For the first time, researchers have shown that a cell-based therapy for HIV/AIDS can reduce the amount of virus in infected people. The breakthrough—big news for researchers, who have struggled for decades to create vaccines and cell-based therapies for HIV—was announced on Sunday at the 51st Interscience Conference on Antimicrobial Agents and Chemotherapy in Chicago. To date, the sole treatment for HIV has been multidrug regimens that prolong life but never eliminate the virus.
Sangamo BioSciences of Richmond, California, says it has found a way to protect the T cells that HIV attacks first, so they can live to fight another day. The approach entails temporarily stopping a patient’s antiretroviral therapy and removing T cells carrying the CD4 receptor. This surface protein is the doorway by which the virus gains entry into the cell. The collected T cells are exposed to zinc finger nuclease, an enzyme designed to remove the gene for a coreceptor of CD4 called CCR5. The cells are then reinfused into the patient. Once they’re back in the body, the new study shows, the cells persist and travel in the body just like normal T cells.
Sangamo’s approach is based on the observation that some people have a naturally occurring mutation in the CCR5 gene that protects them against HIV. Ordinarily, humans have two copies of every gene. It turns out that individuals with a mutation in both copies of the CCR5 gene cannot be infected by the most common HIV strains. In people with the so-called Delta-32 mutation in just one copy of the gene, infection rarely progresses to AIDS. In the U.S., about 1 percent of the population is thought to carry the helpful mutation, which some researchers believe arose as protection against the Black Death.
Previous evidence existed showing that CCR5-negative cells could help AIDS patients. In 2007, an American man with AIDS and lymphoma received, as treatment for the cancer, a bone-marrow transplant from a person with the CCR5 mutation. The marrow recipient has been free of both AIDS and cancer since then. Sangamo’s method treats a patient’s own cells, with less risk than a marrow transplant.
“The data are very encouraging,” says Edward Lanphier, Sangamo’s founding CEO. “We are seeing a statistically significant correlation between our treatment and viral load reduction. This is a big step forward toward our goal of developing a functional cure for the disease.” Lanphier envisions that someday AIDS patients will not need to be on aggressive antiretroviral therapies because their virus will be well-controlled—or even undetectable, as happened with one subject with a mutation in one CCR5 gene.
Experts unaffiliated with Sangamo and its clinical trials agree that the scientific achievement is impressive, but they question the notion that it could yield a functional cure. Gerhard Bauer, assistant professor in the Stem Cell Program at the University of California, Davis, and director of that school’s Good Manufacturing Practice laboratory at the Institute for Regenerative Cures, says, “this is a great move forward, to demonstrate reduction of viral load by pushing in modified T cells. It has never been done before by any company, and I congratulate them 100 percent.”

**PROVIDED INFORMATION**
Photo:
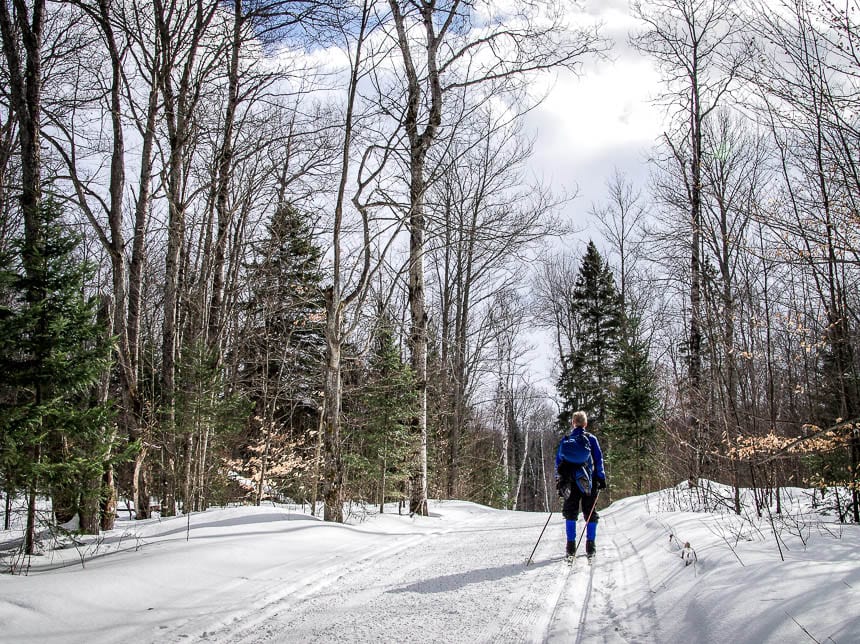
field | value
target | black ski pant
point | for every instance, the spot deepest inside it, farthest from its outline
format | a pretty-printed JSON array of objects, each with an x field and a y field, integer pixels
[{"x": 577, "y": 500}]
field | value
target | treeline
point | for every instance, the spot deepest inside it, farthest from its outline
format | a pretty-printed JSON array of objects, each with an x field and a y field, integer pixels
[
  {"x": 297, "y": 232},
  {"x": 736, "y": 272}
]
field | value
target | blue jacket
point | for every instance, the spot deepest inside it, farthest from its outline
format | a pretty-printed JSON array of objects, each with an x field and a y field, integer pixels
[{"x": 596, "y": 454}]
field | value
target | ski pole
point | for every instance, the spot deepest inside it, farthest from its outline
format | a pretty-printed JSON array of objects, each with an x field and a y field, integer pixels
[
  {"x": 540, "y": 537},
  {"x": 582, "y": 534}
]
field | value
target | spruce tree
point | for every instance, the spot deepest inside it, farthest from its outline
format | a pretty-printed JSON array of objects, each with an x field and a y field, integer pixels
[
  {"x": 631, "y": 424},
  {"x": 384, "y": 444},
  {"x": 587, "y": 372},
  {"x": 283, "y": 345},
  {"x": 54, "y": 438}
]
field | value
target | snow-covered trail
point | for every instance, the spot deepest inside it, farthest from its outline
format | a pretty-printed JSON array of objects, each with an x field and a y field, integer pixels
[
  {"x": 275, "y": 574},
  {"x": 467, "y": 583}
]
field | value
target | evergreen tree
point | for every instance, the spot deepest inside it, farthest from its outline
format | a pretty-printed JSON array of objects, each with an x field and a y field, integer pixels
[
  {"x": 53, "y": 438},
  {"x": 283, "y": 346},
  {"x": 384, "y": 444},
  {"x": 587, "y": 373},
  {"x": 631, "y": 424}
]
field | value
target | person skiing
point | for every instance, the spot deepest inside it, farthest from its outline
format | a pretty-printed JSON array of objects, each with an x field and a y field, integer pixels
[{"x": 580, "y": 475}]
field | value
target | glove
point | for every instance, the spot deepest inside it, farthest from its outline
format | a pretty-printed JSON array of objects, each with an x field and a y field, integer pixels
[{"x": 563, "y": 488}]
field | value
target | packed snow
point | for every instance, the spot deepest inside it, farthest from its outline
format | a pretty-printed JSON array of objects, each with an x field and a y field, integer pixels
[{"x": 663, "y": 573}]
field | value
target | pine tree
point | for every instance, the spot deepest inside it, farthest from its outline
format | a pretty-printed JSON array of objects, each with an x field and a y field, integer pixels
[
  {"x": 283, "y": 345},
  {"x": 54, "y": 438},
  {"x": 631, "y": 424},
  {"x": 587, "y": 374},
  {"x": 383, "y": 443}
]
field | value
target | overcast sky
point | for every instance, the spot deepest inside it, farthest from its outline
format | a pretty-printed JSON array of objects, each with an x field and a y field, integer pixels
[
  {"x": 590, "y": 124},
  {"x": 603, "y": 119}
]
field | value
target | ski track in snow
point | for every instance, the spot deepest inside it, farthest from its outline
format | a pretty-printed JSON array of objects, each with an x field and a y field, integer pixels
[{"x": 469, "y": 582}]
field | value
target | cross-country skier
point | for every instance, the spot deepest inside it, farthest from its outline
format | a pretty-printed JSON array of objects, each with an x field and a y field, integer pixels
[{"x": 579, "y": 470}]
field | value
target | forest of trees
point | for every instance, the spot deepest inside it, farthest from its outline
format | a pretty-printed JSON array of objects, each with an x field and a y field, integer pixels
[{"x": 288, "y": 249}]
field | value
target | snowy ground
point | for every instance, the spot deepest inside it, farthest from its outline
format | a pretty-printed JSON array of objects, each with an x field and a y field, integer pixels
[{"x": 277, "y": 575}]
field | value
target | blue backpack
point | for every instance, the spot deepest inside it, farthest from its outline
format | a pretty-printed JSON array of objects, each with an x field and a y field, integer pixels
[{"x": 576, "y": 450}]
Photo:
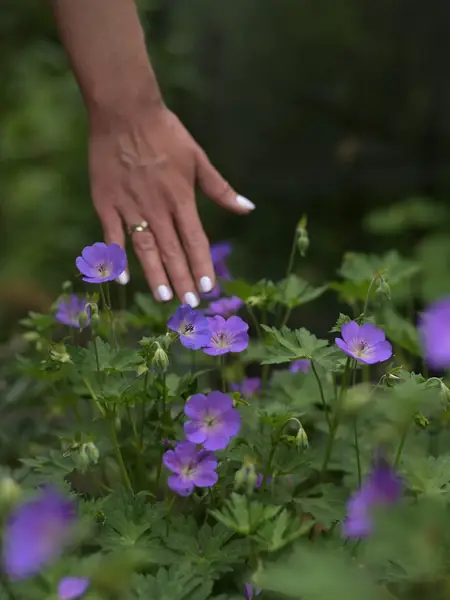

**TASK DETAILS**
Could you reproduce the HIV cell-therapy article from the words "Sangamo BioSciences of" through "normal T cells.", replacing "patient" with "participant"?

**EXERCISE RESPONSE**
Sangamo BioSciences of Richmond, California, says it has found a way to protect the T cells that HIV attacks first, so they can live to fight another day. The approach entails temporarily stopping a participant’s antiretroviral therapy and removing T cells carrying the CD4 receptor. This surface protein is the doorway by which the virus gains entry into the cell. The collected T cells are exposed to zinc finger nuclease, an enzyme designed to remove the gene for a coreceptor of CD4 called CCR5. The cells are then reinfused into the participant. Once they’re back in the body, the new study shows, the cells persist and travel in the body just like normal T cells.